Records:
□ □ □ □

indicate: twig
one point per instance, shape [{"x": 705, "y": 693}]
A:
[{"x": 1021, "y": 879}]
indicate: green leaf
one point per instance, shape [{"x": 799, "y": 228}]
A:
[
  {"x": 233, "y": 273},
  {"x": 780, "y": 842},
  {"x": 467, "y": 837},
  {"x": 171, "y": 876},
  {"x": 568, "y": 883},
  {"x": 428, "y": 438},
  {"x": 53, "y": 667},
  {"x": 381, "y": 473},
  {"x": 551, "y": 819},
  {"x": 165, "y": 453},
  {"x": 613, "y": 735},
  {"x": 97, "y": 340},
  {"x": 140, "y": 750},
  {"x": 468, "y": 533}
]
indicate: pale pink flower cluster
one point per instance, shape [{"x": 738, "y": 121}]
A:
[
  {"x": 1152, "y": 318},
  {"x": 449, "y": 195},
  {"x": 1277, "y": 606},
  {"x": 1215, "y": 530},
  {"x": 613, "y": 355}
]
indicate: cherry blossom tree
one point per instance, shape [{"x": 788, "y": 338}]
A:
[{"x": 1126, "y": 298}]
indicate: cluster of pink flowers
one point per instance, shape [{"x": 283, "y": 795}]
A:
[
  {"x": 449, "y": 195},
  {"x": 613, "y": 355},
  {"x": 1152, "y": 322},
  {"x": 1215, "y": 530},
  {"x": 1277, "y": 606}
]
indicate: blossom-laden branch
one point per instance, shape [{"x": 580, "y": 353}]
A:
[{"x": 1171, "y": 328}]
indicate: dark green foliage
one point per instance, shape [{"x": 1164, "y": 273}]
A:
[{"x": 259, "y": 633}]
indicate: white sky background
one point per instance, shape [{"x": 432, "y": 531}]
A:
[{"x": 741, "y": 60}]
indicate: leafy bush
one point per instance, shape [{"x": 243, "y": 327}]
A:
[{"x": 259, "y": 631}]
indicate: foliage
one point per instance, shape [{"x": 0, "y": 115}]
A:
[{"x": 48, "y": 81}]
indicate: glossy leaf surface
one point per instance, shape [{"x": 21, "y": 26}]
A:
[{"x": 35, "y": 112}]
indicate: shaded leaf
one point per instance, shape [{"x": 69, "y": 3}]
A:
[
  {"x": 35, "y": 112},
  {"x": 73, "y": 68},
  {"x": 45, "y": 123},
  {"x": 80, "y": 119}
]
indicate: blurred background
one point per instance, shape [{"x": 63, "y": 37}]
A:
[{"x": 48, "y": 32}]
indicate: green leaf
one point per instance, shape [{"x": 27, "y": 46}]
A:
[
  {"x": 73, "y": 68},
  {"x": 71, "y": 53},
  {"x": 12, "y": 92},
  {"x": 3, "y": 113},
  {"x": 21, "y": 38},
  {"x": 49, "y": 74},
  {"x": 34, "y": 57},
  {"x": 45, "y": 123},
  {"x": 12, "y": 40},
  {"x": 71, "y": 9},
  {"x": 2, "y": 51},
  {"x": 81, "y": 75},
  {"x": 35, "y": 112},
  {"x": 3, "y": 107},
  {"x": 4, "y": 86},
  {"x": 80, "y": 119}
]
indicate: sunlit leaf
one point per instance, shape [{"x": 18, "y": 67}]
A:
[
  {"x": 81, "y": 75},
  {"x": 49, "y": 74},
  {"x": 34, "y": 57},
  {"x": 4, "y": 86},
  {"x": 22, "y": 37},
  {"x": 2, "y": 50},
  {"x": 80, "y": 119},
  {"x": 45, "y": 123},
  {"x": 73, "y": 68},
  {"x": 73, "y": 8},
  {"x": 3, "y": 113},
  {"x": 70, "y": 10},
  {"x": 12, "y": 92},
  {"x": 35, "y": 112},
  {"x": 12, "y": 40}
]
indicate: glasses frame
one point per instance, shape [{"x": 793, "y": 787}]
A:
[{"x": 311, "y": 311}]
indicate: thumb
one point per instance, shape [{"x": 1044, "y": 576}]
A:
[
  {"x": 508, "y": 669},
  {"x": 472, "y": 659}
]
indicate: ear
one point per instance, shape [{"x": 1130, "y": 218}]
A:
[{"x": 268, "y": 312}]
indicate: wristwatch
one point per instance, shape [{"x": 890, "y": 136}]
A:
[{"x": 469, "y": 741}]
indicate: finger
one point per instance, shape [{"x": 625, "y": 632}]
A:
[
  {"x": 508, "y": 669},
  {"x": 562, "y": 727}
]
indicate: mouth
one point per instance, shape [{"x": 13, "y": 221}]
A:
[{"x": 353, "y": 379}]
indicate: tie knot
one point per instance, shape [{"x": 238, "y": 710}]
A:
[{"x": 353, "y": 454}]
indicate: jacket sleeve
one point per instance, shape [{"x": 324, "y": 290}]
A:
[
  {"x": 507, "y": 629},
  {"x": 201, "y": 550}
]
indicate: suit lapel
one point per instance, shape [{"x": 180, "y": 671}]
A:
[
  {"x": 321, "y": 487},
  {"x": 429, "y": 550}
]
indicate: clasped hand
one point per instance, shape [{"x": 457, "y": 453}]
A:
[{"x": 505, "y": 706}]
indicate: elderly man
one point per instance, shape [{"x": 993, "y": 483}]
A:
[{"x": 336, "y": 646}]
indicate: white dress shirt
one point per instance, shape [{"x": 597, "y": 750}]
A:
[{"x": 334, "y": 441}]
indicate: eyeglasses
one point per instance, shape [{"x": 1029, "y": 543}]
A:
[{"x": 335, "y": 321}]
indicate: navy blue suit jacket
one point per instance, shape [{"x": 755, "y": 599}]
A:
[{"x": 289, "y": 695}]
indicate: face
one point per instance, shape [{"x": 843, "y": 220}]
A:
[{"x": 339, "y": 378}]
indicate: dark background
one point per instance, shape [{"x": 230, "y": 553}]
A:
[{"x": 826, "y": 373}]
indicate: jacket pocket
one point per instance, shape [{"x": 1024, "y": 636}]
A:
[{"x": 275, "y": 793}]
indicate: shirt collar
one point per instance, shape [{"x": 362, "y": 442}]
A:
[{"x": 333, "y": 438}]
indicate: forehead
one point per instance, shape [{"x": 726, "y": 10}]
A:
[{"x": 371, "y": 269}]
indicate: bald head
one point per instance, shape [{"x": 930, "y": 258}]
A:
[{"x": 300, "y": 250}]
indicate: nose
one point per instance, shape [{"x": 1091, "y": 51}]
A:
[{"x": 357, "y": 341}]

□ □ □ □

Your task:
Return the data exactly, every line included.

Answer section:
indicate: twig
one point per instance, shape [{"x": 705, "y": 693}]
A:
[{"x": 1021, "y": 879}]
indicate: green leaf
one point per instance, shape [{"x": 799, "y": 228}]
A:
[
  {"x": 233, "y": 273},
  {"x": 780, "y": 842},
  {"x": 467, "y": 837},
  {"x": 171, "y": 876},
  {"x": 568, "y": 883},
  {"x": 428, "y": 438},
  {"x": 53, "y": 667},
  {"x": 381, "y": 473},
  {"x": 551, "y": 819},
  {"x": 165, "y": 453},
  {"x": 613, "y": 735},
  {"x": 97, "y": 340},
  {"x": 140, "y": 750},
  {"x": 468, "y": 533}
]
indicate: pale pink flower cluster
one point per instance, shape [{"x": 738, "y": 121}]
A:
[
  {"x": 1152, "y": 318},
  {"x": 449, "y": 195},
  {"x": 1277, "y": 606},
  {"x": 1215, "y": 530},
  {"x": 613, "y": 355}
]
indicate: cherry blossom tree
one point per instance, shape [{"x": 788, "y": 338}]
A:
[{"x": 1126, "y": 298}]
indicate: cluster of pink flowers
one point per instance, shape [{"x": 283, "y": 795}]
A:
[
  {"x": 449, "y": 195},
  {"x": 613, "y": 355},
  {"x": 1152, "y": 322},
  {"x": 1215, "y": 530},
  {"x": 1277, "y": 606}
]
indicate: blossom-laden branch
one point per instance, shape [{"x": 580, "y": 353}]
A:
[{"x": 1171, "y": 328}]
indicate: dark green foliage
one point per instance, shape [{"x": 1164, "y": 273}]
A:
[{"x": 259, "y": 633}]
indicate: white sky background
one point per instance, shape [{"x": 432, "y": 531}]
A:
[{"x": 741, "y": 60}]
indicate: leafy bush
one point per instance, shape [{"x": 243, "y": 327}]
A:
[{"x": 259, "y": 631}]
indicate: foliage
one point per instance, shape [{"x": 0, "y": 115}]
A:
[{"x": 48, "y": 81}]
indicate: glossy leaf surface
one point per instance, shape [{"x": 21, "y": 26}]
A:
[{"x": 35, "y": 112}]
indicate: shaded leaf
one point per instance, shape [{"x": 69, "y": 3}]
A:
[
  {"x": 35, "y": 112},
  {"x": 73, "y": 68},
  {"x": 45, "y": 123},
  {"x": 80, "y": 119}
]
indicate: blurred background
one point per instance, shape [{"x": 63, "y": 37}]
A:
[{"x": 48, "y": 32}]
indicate: green leaf
one point per instance, shape [{"x": 27, "y": 46}]
A:
[
  {"x": 73, "y": 68},
  {"x": 71, "y": 53},
  {"x": 12, "y": 92},
  {"x": 3, "y": 113},
  {"x": 21, "y": 38},
  {"x": 49, "y": 74},
  {"x": 34, "y": 57},
  {"x": 45, "y": 123},
  {"x": 12, "y": 40},
  {"x": 71, "y": 9},
  {"x": 2, "y": 51},
  {"x": 81, "y": 75},
  {"x": 35, "y": 112},
  {"x": 3, "y": 107},
  {"x": 4, "y": 86},
  {"x": 80, "y": 119}
]
indicate: sunlit leaf
one point per instance, shape [{"x": 18, "y": 67}]
A:
[
  {"x": 81, "y": 75},
  {"x": 49, "y": 74},
  {"x": 34, "y": 57},
  {"x": 4, "y": 86},
  {"x": 22, "y": 37},
  {"x": 2, "y": 50},
  {"x": 80, "y": 119},
  {"x": 45, "y": 123},
  {"x": 73, "y": 68},
  {"x": 73, "y": 8},
  {"x": 3, "y": 113},
  {"x": 70, "y": 10},
  {"x": 12, "y": 92},
  {"x": 35, "y": 112},
  {"x": 12, "y": 40}
]
indicate: glasses frame
one point per instance, shape [{"x": 793, "y": 787}]
A:
[{"x": 311, "y": 311}]
indicate: thumb
one point per instance, shape [{"x": 1044, "y": 576}]
A:
[
  {"x": 508, "y": 669},
  {"x": 472, "y": 659}
]
indicate: ear
one point per instance, shape [{"x": 1130, "y": 218}]
A:
[{"x": 268, "y": 312}]
indicate: wristwatch
one point per instance, shape [{"x": 890, "y": 136}]
A:
[{"x": 469, "y": 741}]
indicate: finger
one point per instance, shape [{"x": 625, "y": 632}]
A:
[
  {"x": 508, "y": 669},
  {"x": 562, "y": 727}
]
indicate: mouth
one point per instance, shape [{"x": 13, "y": 221}]
A:
[{"x": 353, "y": 379}]
indicate: tie knot
one point per instance, shape [{"x": 238, "y": 710}]
A:
[{"x": 353, "y": 454}]
indicate: jacket sleeve
one point per instance, shape [{"x": 324, "y": 290}]
A:
[
  {"x": 507, "y": 629},
  {"x": 201, "y": 550}
]
indicate: suit lapel
one point per instance, shape [{"x": 180, "y": 671}]
A:
[
  {"x": 321, "y": 487},
  {"x": 429, "y": 550}
]
indicate: clasped hand
one point per instance, shape [{"x": 457, "y": 453}]
A:
[{"x": 505, "y": 706}]
indicate: elderly man
one point per instance, shape [{"x": 993, "y": 483}]
A:
[{"x": 336, "y": 646}]
indicate: white dress shirt
one point per instance, shape [{"x": 597, "y": 750}]
A:
[{"x": 334, "y": 441}]
indicate: eyeglasses
one point per instance, shape [{"x": 1029, "y": 543}]
A:
[{"x": 335, "y": 321}]
indicate: navy blue suit jacket
one point per instance, shape [{"x": 755, "y": 599}]
A:
[{"x": 289, "y": 695}]
indicate: face
one point per instance, shape [{"x": 843, "y": 220}]
A:
[{"x": 339, "y": 378}]
indicate: dark background
one point per instance, shape [{"x": 230, "y": 553}]
A:
[{"x": 826, "y": 373}]
indicate: jacket pocket
one point per instance, shape [{"x": 1024, "y": 636}]
A:
[{"x": 275, "y": 793}]
indicate: shirt collar
one point per instance, shape [{"x": 362, "y": 442}]
A:
[{"x": 333, "y": 438}]
indicate: forehead
one point per instance, shape [{"x": 726, "y": 10}]
A:
[{"x": 371, "y": 269}]
indicate: bald head
one point per instance, shape [{"x": 930, "y": 258}]
A:
[{"x": 300, "y": 250}]
indicate: nose
one point per instance, shape [{"x": 1091, "y": 51}]
A:
[{"x": 357, "y": 341}]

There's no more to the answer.